# TASK GOAL
Where in the records does the word "before" appear? Copy each line that holds it.

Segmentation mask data
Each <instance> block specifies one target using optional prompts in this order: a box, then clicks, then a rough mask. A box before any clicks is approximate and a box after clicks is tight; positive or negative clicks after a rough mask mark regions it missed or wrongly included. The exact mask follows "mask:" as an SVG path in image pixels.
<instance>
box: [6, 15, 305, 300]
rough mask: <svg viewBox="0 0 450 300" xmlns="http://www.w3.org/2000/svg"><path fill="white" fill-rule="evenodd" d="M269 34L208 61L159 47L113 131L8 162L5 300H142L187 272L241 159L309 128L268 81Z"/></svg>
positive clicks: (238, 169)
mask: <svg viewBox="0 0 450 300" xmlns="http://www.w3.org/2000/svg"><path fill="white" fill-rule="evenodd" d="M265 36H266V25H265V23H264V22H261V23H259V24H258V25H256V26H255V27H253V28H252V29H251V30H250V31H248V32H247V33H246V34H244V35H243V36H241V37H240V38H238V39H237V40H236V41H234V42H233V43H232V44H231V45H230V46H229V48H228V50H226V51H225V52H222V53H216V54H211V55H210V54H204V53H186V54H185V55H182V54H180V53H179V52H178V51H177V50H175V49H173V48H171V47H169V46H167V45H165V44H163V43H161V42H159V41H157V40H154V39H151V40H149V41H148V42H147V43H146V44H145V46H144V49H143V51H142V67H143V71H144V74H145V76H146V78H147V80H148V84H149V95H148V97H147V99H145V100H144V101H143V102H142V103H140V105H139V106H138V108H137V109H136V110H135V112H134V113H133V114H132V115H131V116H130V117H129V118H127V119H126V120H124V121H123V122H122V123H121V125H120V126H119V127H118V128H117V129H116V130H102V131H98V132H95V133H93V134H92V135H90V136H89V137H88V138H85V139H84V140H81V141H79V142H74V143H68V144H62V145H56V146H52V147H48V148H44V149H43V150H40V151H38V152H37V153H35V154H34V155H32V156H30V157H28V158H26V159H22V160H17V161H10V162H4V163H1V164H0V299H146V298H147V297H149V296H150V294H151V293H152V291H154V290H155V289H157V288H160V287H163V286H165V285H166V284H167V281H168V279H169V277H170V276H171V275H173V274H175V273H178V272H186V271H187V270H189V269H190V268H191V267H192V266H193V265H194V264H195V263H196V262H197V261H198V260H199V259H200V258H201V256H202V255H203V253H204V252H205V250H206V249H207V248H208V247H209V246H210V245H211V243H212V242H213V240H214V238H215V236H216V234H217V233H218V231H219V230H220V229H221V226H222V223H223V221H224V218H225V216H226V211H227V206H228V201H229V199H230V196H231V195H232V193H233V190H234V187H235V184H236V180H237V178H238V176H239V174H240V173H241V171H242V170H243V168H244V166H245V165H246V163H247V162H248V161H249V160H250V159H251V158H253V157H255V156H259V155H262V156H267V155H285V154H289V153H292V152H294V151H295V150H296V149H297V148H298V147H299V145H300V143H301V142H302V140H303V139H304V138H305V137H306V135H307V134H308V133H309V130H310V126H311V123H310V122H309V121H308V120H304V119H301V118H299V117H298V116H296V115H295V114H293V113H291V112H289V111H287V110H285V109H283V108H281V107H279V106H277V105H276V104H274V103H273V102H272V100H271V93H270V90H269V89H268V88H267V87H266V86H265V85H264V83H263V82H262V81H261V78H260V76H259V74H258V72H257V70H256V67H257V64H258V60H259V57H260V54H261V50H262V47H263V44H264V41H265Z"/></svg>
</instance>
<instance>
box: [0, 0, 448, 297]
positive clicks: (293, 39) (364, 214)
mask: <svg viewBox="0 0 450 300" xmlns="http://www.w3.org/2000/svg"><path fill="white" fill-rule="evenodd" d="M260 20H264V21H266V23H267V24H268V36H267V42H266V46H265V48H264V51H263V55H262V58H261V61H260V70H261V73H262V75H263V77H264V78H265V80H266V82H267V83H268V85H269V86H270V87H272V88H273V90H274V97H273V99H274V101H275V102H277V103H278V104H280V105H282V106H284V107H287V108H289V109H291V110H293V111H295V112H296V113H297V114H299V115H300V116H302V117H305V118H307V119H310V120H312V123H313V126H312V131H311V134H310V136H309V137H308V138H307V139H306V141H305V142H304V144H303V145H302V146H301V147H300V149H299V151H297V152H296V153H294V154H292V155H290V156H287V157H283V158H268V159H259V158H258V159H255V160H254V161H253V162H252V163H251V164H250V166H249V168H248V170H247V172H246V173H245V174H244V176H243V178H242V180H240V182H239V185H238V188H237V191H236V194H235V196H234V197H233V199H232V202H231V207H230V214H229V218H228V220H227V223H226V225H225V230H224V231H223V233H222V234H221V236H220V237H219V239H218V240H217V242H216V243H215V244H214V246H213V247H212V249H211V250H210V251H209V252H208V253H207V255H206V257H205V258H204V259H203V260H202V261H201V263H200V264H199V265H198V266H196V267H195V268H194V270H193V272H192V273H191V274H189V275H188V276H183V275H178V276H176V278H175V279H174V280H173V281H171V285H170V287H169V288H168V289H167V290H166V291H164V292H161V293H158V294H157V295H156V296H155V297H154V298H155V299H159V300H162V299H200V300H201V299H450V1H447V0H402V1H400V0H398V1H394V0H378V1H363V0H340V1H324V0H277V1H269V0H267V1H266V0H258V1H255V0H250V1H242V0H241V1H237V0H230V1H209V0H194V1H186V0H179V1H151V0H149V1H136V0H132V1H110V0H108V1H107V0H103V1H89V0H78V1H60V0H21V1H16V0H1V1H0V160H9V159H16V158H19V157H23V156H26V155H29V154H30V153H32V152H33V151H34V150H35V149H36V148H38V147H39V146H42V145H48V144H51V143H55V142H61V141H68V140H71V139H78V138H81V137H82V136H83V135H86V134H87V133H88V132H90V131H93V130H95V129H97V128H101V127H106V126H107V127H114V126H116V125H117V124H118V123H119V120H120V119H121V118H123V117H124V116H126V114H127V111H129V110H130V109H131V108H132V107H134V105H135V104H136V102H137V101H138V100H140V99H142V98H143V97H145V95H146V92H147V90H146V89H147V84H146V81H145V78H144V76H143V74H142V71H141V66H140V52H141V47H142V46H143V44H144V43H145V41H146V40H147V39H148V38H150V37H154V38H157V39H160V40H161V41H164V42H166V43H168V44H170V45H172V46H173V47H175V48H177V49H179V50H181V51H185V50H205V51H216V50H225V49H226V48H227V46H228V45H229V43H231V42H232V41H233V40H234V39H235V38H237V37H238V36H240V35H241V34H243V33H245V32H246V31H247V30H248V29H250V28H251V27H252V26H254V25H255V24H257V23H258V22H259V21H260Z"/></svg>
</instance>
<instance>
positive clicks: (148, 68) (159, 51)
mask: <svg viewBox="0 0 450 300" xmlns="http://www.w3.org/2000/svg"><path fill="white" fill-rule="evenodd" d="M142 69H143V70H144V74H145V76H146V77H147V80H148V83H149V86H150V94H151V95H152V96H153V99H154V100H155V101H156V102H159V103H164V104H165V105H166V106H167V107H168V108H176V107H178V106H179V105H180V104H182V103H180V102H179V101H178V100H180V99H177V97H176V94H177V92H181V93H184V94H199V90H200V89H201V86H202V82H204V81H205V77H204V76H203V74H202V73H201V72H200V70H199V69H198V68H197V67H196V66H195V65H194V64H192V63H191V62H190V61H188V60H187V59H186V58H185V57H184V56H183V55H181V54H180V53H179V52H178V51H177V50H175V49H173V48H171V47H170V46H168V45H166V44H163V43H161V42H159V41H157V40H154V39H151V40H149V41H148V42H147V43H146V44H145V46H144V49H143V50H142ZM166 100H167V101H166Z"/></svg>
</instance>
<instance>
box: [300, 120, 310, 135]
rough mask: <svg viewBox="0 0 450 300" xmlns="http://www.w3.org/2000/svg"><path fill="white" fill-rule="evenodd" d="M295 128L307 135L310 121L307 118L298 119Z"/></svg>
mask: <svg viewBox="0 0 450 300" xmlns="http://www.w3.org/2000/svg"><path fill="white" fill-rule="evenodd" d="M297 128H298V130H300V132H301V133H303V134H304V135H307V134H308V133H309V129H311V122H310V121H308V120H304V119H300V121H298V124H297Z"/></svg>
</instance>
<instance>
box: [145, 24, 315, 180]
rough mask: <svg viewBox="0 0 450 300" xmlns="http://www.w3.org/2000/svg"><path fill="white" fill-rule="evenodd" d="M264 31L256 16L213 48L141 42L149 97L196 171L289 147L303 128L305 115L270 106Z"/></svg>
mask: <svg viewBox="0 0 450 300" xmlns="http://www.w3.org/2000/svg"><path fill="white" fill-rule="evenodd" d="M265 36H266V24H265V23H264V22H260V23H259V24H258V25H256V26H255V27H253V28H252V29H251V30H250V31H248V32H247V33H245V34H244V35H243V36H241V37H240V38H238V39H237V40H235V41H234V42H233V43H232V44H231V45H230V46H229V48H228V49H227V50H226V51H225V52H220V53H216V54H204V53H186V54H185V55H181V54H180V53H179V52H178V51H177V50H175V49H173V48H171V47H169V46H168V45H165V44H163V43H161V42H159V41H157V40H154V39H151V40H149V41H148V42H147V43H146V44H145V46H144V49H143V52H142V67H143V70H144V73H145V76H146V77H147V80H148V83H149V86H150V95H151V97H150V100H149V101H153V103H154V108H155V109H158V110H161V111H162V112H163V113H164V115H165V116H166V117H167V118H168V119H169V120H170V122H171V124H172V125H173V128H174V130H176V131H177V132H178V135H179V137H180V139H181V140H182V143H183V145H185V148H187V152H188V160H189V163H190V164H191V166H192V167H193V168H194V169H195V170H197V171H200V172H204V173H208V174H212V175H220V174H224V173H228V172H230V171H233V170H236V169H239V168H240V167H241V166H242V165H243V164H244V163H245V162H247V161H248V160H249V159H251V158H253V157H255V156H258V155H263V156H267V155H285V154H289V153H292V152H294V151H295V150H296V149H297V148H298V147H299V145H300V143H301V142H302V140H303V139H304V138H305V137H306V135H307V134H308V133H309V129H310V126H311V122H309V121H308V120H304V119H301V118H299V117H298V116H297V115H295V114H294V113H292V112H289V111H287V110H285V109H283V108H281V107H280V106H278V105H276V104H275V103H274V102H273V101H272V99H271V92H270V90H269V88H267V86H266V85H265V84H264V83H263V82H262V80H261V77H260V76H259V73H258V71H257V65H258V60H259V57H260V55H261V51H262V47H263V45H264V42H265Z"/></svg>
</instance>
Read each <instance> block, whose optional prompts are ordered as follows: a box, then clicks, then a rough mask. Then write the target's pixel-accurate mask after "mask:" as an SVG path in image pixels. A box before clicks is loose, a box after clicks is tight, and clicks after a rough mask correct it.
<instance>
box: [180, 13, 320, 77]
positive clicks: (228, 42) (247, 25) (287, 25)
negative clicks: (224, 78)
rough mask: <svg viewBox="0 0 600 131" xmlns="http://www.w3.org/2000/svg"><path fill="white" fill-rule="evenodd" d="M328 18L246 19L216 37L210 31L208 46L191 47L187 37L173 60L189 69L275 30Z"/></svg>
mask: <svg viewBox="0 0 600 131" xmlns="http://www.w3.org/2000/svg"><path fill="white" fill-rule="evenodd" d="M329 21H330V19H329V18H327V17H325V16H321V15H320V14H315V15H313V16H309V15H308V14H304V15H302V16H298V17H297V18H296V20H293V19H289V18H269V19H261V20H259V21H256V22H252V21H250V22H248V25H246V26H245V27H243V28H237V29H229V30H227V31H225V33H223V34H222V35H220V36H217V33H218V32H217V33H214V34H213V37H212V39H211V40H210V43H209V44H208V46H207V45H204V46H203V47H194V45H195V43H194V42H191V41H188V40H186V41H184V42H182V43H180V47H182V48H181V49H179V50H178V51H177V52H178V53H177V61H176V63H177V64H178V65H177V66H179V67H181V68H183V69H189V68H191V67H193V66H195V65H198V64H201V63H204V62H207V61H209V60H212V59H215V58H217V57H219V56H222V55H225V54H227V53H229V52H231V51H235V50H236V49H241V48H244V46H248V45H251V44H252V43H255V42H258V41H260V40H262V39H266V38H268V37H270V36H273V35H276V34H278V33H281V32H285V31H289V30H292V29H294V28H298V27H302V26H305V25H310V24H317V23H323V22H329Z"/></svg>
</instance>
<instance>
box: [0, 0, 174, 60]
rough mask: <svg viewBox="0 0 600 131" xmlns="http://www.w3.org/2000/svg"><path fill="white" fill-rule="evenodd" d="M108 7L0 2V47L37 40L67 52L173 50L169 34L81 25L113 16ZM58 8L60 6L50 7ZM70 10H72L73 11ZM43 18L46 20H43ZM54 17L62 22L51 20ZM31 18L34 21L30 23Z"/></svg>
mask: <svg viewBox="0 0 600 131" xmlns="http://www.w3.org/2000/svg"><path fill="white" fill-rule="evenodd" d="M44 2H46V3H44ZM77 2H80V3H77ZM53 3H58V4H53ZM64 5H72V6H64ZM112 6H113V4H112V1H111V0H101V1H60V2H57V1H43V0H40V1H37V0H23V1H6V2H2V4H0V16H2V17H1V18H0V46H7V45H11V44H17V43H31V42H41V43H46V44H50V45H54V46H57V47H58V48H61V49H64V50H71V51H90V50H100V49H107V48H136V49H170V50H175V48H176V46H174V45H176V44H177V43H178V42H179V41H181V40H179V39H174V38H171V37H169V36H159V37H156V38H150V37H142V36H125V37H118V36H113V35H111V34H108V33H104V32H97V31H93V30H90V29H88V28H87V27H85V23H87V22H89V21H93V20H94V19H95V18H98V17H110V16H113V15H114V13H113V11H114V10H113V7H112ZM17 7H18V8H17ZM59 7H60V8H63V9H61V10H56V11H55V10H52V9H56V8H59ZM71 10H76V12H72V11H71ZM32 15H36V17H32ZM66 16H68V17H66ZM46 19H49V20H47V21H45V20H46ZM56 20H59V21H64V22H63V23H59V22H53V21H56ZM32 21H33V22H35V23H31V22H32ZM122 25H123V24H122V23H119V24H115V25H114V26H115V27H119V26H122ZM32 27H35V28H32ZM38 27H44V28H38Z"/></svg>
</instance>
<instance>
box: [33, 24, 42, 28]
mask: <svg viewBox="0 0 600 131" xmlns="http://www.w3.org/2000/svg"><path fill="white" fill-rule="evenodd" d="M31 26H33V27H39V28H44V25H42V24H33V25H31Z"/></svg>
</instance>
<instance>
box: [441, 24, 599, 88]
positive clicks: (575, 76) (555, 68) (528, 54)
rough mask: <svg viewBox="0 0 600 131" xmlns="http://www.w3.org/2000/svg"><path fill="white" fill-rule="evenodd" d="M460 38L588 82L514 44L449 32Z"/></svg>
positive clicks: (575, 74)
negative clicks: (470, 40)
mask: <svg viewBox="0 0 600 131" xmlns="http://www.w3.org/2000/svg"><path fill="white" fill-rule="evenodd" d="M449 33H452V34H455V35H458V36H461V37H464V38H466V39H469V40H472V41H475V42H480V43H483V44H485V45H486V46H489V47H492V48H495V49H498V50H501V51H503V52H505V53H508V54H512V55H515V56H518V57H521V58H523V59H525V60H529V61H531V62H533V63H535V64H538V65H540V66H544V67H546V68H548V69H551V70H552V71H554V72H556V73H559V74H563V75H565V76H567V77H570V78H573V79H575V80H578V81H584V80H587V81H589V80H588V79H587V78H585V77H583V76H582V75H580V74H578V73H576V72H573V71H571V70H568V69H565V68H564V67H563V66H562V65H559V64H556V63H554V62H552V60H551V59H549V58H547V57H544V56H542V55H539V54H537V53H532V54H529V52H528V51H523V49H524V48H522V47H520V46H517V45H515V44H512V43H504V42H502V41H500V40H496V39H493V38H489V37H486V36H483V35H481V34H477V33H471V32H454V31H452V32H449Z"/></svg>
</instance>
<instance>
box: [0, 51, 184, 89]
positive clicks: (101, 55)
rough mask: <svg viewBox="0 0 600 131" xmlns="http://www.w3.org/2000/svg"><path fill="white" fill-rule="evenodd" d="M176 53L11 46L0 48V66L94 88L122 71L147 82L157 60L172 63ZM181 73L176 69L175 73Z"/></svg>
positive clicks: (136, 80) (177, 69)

# RESPONSE
Each <instance> block specifies one target using optional prompts in this order: a box, then clicks, then a rough mask. A box before any clicks is approximate and a box after clicks is tight; positive or negative clicks after a rough mask mark regions it missed or wrongly included. The exact mask follows "mask:" as an SVG path in image pixels.
Read each <instance> block, whose optional prompts are ordered as follows: a box, then clicks, then a rough mask. Then write the target's pixel-accurate mask after "mask:" as an SVG path in image pixels. A box before clicks is loose, a box after clicks is tight, and clicks after a rough mask correct it.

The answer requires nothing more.